Fragmento del documento -
'''

Tendría que ser una medida muy gorda y coordinada (limitar transferencias, pagos con tarjeta y retirada de efectivo) para que fuera el tema así, y además limitar y sancionar los pagos en efectivo pues ya sabemos que hay barrios y colectivos chungos donde ni usan "plástico" ni suelen tener cuentas corrientes...

Pero vamos, que si nos quieren joder tienen medidas de sobra para hacerlo y no serviría demasiado el bancolchón...


----------



## FeministoDeIzquierdas (2 Abr 2020)

mulleixion dijo:


> Pues eso. Un amigo mío gestor del Banco Santander



Un comercial vamos. Debe de tener un traje del corte inglés guapisimo. Incluso habrá gente que pensará que se lo hicieron a medida.

Y a buen entendedor...


----------



## Stopper (2 Abr 2020)

En Chipre respetaron los 100.000€.
En Grecia entraron los hombres de negro.

Quizás veamos ambas cosas aquí.


----------



## Stopper (2 Abr 2020)

FeministoDeIzquierdas dijo:


> Un comercial vamos. Debe de tener un traje del corte inglés guapisimo. Incluso habrá gente que pensará que se lo hicieron a medida.
> 
> Y a buen entendedor...



A mí me trataron de vender un fondo de inversión y poco más y le convenzo yo al subdirector de mi sucursal (con su trajecito, su corbata y su postureo) para que invierta en el MSCI World.


----------



## -H- (2 Abr 2020)

Stopper dijo:


> En Chipre respetaron los 100.000€.

'''

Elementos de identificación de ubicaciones
'''

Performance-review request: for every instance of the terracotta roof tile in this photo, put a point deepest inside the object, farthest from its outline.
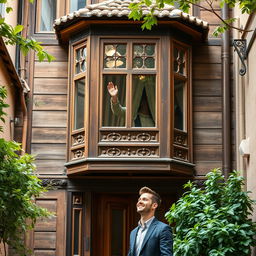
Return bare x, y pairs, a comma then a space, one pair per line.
120, 9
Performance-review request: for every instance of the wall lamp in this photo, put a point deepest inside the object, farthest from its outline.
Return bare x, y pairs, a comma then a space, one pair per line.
240, 48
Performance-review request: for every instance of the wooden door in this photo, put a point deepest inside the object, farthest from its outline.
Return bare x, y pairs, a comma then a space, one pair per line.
114, 218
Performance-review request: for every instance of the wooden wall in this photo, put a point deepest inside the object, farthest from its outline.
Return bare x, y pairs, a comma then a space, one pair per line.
49, 111
49, 237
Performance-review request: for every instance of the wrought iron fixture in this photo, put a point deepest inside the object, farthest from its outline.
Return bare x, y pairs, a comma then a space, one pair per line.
240, 48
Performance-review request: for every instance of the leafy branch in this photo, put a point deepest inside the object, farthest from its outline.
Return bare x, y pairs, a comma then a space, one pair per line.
12, 36
246, 6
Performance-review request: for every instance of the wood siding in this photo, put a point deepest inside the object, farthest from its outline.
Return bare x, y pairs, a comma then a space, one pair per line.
49, 112
48, 236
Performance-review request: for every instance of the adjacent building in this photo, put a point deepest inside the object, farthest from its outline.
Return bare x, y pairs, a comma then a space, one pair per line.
176, 118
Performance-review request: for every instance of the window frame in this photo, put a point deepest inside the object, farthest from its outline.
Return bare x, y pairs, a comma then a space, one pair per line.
181, 141
129, 71
80, 148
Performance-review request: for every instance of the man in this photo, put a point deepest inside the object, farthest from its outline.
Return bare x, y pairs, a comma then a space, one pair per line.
143, 118
151, 237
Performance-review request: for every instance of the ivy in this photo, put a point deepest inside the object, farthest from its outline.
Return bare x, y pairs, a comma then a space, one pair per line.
246, 6
213, 220
19, 187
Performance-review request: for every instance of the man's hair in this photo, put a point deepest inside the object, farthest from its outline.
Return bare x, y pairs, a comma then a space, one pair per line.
155, 196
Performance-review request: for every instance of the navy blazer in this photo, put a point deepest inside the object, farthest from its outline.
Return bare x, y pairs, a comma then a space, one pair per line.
157, 242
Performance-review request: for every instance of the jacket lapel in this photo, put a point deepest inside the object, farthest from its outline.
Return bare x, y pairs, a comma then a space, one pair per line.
133, 241
150, 231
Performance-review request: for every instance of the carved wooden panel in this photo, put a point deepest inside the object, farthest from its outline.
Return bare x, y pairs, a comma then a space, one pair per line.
180, 153
129, 136
124, 151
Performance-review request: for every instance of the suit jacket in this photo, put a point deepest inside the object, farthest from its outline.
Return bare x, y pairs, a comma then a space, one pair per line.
157, 242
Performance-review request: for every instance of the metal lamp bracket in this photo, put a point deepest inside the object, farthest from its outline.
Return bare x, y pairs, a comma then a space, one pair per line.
240, 48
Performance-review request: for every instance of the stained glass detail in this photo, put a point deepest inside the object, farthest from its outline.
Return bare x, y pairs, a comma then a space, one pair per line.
144, 56
115, 56
179, 61
80, 60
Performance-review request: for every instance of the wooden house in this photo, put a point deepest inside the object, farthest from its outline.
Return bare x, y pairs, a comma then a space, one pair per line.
98, 160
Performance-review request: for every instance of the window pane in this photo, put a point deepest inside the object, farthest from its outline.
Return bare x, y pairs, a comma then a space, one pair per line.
77, 4
80, 60
76, 235
48, 14
144, 100
115, 56
179, 61
144, 56
79, 104
179, 105
117, 236
114, 114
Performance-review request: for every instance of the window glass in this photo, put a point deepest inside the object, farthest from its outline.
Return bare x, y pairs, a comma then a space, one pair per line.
114, 113
115, 56
80, 60
77, 4
79, 104
76, 235
179, 104
179, 61
48, 14
144, 100
2, 10
143, 56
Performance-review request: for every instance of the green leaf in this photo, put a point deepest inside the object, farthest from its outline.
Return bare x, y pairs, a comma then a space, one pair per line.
9, 9
17, 29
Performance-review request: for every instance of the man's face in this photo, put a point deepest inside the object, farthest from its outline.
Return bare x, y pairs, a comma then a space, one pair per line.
145, 204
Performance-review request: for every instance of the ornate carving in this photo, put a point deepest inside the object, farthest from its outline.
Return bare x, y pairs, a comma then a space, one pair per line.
124, 136
180, 153
143, 152
129, 152
114, 136
78, 153
54, 182
77, 199
78, 139
180, 139
113, 152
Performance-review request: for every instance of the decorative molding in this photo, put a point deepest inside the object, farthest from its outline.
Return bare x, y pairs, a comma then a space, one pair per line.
78, 153
123, 136
59, 183
128, 151
180, 153
77, 200
78, 139
180, 138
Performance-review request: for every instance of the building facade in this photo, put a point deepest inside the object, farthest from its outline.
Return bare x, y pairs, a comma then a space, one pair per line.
174, 121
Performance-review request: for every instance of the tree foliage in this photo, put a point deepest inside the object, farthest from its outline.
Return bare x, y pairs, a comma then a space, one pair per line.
18, 189
214, 220
12, 36
149, 20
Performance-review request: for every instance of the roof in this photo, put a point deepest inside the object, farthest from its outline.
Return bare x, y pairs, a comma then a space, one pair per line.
120, 9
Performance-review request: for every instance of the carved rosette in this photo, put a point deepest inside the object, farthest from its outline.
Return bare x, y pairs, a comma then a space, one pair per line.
77, 200
123, 136
54, 183
129, 151
78, 153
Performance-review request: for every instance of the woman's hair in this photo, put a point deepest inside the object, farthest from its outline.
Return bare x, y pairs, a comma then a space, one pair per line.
155, 196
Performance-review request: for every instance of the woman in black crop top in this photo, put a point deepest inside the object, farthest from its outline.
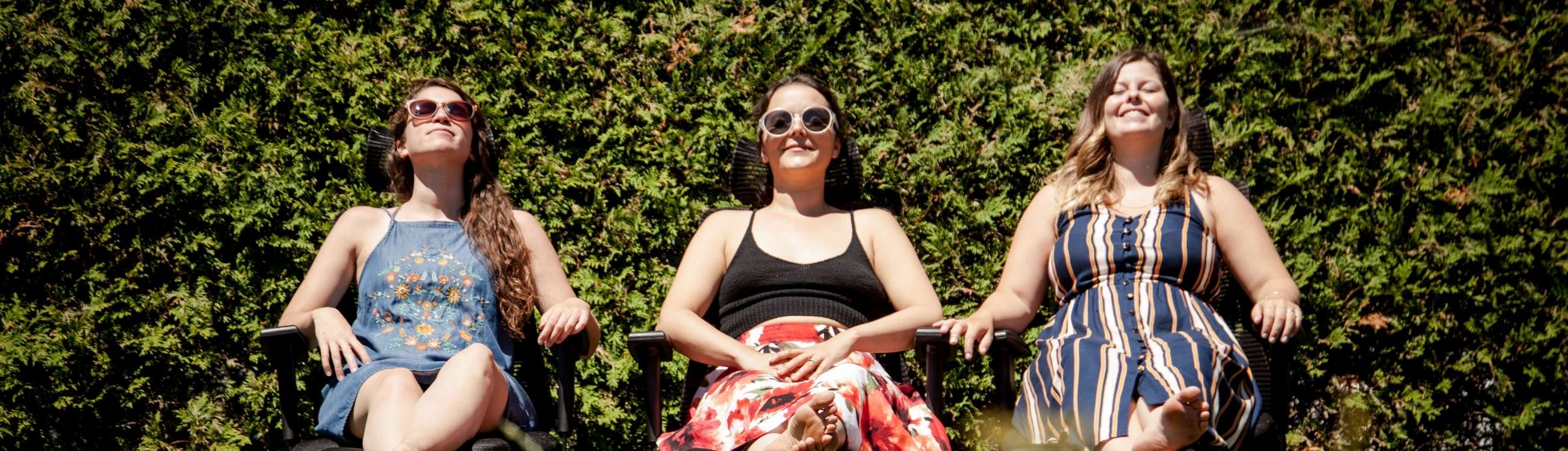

'''

Tarea A -
Resume en dos oraciones el fragmento del documento.
Tarea B -
Responde estas preguntas sobre el fragmento del documento:
(i) ¿Qué tres cosas propone limitar el primer mensaje?
(ii) Según Stopper, ¿qué se respetó en Chipre?
(iii) ¿En qué dice Stopper que convence al subdirector de su sucursal de invertir?

Solución escrita A -
En el fragmento se sostiene que haría falta una medida muy grande y coordinada, que limitara transferencias, pagos con tarjeta y retiradas de efectivo y sancionara los pagos en efectivo, y que, si quieren perjudicar a la gente, sobran medidas para hacerlo sin que el "bancolchón" sirva de mucho. Además, FeministoDeIzquierdas llama "comercial" al gestor del Banco Santander citado por mulleixion, y Stopper recuerda que en Chipre se respetaron los 100.000€ y en Grecia entraron los hombres de negro, y cuenta que a Stopper le intentaron vender un fondo de inversión mientras que Stopper convence al subdirector de su sucursal de invertir en el MSCI World.

Solución escrita B -
(i) Las transferencias, los pagos con tarjeta y la retirada de efectivo.
(ii) Los 100.000€.
(iii) En el MSCI World.